** Start Material provided **

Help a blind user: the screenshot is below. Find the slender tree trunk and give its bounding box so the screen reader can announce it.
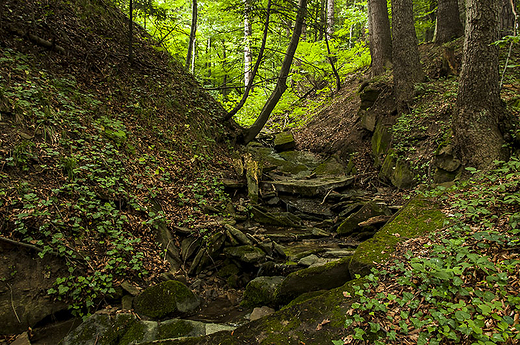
[244,0,307,143]
[452,0,508,170]
[224,0,271,120]
[128,0,134,62]
[368,0,392,76]
[392,0,424,112]
[500,0,516,36]
[435,0,464,44]
[244,0,253,87]
[327,0,334,40]
[186,0,198,70]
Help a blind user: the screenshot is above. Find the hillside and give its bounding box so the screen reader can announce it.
[0,0,520,345]
[0,0,235,332]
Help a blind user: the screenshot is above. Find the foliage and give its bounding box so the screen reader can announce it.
[0,49,230,316]
[338,157,520,344]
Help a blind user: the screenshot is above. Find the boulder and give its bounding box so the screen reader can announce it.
[276,257,351,304]
[61,312,138,345]
[274,131,296,152]
[336,201,392,235]
[379,149,415,189]
[224,246,265,264]
[262,176,354,197]
[241,276,285,308]
[249,305,275,321]
[0,241,69,335]
[61,313,236,345]
[134,280,200,319]
[372,122,392,166]
[251,207,301,227]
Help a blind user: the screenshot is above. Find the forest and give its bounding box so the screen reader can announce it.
[0,0,520,345]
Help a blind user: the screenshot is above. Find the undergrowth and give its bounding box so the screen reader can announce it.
[334,157,520,345]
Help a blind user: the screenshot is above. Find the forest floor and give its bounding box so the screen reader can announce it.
[0,0,520,343]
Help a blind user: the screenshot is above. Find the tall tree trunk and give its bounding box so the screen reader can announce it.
[452,0,508,170]
[327,0,334,40]
[392,0,424,112]
[128,0,134,62]
[186,0,198,70]
[244,0,253,87]
[224,0,271,120]
[244,0,307,143]
[435,0,464,44]
[500,0,516,36]
[368,0,392,76]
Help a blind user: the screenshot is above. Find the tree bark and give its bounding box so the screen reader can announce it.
[224,0,271,120]
[186,0,198,70]
[244,0,307,143]
[435,0,464,44]
[327,0,334,40]
[500,0,516,36]
[452,0,509,170]
[392,0,424,112]
[244,0,253,87]
[368,0,392,76]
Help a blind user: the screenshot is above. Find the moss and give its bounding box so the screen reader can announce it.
[157,320,193,339]
[349,198,447,275]
[134,280,197,318]
[118,322,147,345]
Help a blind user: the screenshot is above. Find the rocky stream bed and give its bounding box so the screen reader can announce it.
[5,132,414,344]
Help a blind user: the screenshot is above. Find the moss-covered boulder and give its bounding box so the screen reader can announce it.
[372,122,392,166]
[224,246,265,264]
[262,176,354,197]
[251,207,302,227]
[379,149,415,189]
[337,201,392,235]
[276,258,351,304]
[274,132,296,152]
[349,198,447,276]
[61,313,137,345]
[242,276,285,308]
[134,280,200,319]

** End Material provided **

» **Work required**
Tally the lines in the records above that contain the string "boulder", and give only the number.

» **Solution to the problem**
2